* Required tasks:
a) In the Meshery sizing page, why should a production deployment be sized for discovery scope first? Answer in one to three sentences.
b) How would you render this sentence from the Meshery sizing page in Spanish: "Set requests and limits explicitly, measure under your own load, and iterate."?
c) Can you return the Meshery sizing page text from "The discovery-driven forces" to "bursty (Operator, Adapters).", copied word for word?

* Excerpted passage:
Infrastructure, Sizing & Performance

Meshery’s resource footprint is driven by two largely independent forces: the volume of user-facing API and UI traffic, and the scope of infrastructure it continuously discovers. Sizing a production deployment means accounting for both. This page provides per-component resource guidance, the levers you can pull to scale, and the performance bounds to design around.

No one-size-fits-all numbers

The Helm chart intentionally ships with no default CPU/memory requests or limits so Meshery can start on small clusters. That default is not a production recommendation. Set requests and limits explicitly, measure under your own load, and iterate. The figures below are starting points, not guarantees.

What drives Meshery’s footprint

Driver	Primary effect	Components affected
Number and size of managed clusters	Larger MeshSync snapshot; more events; larger database	MeshSync, Broker, Meshery Server, Database
Rate of change in managed clusters	Higher event throughput	Broker, MeshSync, Meshery Server
Concurrent users and API/GraphQL load	More request handling; capability lookups	Meshery Server
Designs, models, and registry size	Larger in-memory registry and database	Meshery Server
Relationship/policy evaluation	CPU during evaluation	Meshery Server

The discovery-driven forces are easy to underestimate. A handful of large, rapidly changing clusters can place more sustained load on Meshery than a busy but small user base. Size for your discovery scope first.

Per-component sizing guidance

Use these as conservative starting points for a production deployment, then right-size from observed utilization. Allocate generously where state is held (Meshery Server) and modestly where components are stateless and bursty (Operator, Adapters).

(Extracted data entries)

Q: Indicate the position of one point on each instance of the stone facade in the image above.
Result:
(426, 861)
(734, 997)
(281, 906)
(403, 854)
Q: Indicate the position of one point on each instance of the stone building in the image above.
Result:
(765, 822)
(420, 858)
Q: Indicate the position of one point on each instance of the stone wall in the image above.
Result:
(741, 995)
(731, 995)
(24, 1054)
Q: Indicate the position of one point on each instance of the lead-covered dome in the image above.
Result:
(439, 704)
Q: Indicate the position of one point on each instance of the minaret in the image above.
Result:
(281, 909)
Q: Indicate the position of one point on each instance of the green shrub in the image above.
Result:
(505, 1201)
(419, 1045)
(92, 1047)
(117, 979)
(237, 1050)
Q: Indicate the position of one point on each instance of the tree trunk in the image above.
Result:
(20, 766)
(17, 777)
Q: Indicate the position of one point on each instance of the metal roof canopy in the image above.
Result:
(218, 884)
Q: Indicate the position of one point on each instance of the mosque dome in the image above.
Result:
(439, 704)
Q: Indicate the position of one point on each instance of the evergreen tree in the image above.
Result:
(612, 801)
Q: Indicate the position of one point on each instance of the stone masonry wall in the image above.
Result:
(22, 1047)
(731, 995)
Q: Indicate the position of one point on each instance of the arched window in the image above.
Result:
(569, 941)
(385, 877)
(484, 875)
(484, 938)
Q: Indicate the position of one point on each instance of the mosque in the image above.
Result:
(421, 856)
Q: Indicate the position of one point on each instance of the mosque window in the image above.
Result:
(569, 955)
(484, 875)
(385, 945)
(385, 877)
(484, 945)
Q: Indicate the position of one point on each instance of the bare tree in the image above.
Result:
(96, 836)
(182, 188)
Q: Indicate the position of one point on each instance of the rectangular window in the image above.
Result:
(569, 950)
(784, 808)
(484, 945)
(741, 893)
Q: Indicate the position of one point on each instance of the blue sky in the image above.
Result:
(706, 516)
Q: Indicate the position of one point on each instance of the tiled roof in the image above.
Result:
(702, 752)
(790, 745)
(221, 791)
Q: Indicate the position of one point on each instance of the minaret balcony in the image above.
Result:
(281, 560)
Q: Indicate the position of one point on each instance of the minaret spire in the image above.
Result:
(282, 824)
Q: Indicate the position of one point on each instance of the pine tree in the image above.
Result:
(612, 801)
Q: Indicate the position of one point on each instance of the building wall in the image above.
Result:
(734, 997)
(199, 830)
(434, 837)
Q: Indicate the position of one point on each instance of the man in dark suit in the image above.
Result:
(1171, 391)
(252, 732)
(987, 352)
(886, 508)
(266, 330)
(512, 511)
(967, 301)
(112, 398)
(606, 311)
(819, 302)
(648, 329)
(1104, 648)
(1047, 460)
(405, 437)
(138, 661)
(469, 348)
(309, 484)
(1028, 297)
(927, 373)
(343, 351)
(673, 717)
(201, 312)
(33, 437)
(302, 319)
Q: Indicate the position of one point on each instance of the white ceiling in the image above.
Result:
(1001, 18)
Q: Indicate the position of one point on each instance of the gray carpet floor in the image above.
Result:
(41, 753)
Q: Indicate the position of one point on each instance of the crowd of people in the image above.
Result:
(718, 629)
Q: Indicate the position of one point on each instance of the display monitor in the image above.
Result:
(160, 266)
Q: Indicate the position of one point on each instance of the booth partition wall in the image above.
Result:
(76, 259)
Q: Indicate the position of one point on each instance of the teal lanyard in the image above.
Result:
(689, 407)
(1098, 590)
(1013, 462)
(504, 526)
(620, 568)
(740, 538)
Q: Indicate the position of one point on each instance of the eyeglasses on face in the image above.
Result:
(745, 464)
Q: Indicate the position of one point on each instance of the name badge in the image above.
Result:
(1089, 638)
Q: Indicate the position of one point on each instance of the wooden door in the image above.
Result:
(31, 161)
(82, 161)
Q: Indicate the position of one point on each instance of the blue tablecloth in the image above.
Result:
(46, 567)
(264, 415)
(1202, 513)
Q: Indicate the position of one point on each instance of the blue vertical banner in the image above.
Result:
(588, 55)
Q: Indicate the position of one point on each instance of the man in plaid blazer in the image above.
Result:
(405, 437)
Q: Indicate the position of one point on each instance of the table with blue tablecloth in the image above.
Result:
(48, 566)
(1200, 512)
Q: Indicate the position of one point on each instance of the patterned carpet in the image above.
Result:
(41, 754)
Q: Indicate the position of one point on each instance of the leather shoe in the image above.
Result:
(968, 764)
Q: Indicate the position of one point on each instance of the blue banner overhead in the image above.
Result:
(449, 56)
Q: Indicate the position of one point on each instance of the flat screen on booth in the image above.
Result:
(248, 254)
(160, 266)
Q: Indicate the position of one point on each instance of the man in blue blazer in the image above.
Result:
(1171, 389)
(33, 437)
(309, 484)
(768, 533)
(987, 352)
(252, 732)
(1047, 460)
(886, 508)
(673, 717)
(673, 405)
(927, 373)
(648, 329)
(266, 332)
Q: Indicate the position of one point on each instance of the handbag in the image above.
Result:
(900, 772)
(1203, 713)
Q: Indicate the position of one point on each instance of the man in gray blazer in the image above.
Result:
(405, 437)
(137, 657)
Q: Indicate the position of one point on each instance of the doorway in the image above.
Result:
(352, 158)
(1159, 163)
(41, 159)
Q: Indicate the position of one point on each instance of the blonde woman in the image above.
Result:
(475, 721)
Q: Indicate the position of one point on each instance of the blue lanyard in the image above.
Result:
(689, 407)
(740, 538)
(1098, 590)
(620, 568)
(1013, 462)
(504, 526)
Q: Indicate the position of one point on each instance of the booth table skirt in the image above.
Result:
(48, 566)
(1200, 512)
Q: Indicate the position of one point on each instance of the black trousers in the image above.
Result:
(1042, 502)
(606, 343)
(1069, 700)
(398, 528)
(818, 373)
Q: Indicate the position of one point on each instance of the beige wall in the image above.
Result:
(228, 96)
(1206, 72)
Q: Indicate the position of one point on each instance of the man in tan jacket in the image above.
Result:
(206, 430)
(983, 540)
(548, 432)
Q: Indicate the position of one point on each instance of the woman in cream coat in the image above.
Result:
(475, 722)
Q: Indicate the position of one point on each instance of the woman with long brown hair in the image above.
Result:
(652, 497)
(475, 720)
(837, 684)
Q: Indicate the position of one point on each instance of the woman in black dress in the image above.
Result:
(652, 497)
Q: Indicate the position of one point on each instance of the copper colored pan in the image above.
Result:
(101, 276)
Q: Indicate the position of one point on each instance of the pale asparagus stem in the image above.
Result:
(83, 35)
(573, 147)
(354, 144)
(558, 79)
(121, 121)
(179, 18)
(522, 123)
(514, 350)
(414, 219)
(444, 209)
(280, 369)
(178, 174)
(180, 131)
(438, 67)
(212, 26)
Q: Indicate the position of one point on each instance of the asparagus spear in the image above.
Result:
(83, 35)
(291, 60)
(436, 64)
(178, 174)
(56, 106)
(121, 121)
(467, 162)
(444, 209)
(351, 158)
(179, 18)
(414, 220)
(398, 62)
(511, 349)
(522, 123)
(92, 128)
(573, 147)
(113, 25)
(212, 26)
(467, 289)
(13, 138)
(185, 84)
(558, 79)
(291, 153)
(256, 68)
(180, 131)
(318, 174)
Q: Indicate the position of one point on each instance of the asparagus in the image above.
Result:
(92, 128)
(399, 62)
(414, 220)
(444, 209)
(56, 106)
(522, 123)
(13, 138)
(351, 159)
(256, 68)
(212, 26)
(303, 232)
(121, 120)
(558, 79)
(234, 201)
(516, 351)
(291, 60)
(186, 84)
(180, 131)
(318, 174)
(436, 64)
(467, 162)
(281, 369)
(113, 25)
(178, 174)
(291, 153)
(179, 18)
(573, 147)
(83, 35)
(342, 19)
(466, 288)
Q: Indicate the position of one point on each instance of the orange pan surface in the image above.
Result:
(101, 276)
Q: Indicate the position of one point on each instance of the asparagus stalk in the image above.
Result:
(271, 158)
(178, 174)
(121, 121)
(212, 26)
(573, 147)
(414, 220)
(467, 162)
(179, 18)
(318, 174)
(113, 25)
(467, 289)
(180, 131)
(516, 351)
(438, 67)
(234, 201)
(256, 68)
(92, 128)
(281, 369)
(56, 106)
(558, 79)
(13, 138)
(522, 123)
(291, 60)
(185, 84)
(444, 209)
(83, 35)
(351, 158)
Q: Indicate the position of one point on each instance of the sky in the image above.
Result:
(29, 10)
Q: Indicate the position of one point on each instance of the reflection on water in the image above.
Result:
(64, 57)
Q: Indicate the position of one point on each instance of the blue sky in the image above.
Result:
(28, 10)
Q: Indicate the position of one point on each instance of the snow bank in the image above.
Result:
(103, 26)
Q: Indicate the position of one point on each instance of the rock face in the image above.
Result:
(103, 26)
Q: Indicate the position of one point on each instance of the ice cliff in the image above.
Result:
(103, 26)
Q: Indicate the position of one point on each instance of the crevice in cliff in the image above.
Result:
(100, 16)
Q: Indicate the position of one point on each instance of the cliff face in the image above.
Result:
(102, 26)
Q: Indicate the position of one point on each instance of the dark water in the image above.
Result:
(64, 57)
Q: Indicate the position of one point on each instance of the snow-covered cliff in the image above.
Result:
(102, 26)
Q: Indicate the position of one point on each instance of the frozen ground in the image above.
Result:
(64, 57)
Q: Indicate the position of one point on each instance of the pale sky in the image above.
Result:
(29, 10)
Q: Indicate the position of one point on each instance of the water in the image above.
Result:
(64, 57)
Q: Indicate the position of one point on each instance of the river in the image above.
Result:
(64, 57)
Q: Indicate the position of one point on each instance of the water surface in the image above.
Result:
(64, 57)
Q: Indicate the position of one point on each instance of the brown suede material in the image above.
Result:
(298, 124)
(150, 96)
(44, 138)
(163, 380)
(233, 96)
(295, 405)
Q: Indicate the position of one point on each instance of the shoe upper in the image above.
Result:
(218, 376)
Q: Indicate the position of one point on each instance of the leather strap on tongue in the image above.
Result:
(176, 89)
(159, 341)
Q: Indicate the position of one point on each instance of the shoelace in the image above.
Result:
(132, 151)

* Written answers:
a) Discovery-driven forces are easy to underestimate. A handful of large, rapidly changing clusters can put more sustained load on Meshery than a busy but small user base.

b) Establezca explícitamente las solicitudes y los límites, mida bajo su propia carga e itere.

c)
The discovery-driven forces are easy to underestimate. A handful of large, rapidly changing clusters can place more sustained load on Meshery than a busy but small user base. Size for your discovery scope first.

Per-component sizing guidance

Use these as conservative starting points for a production deployment, then right-size from observed utilization. Allocate generously where state is held (Meshery Server) and modestly where components are stateless and bursty (Operator, Adapters).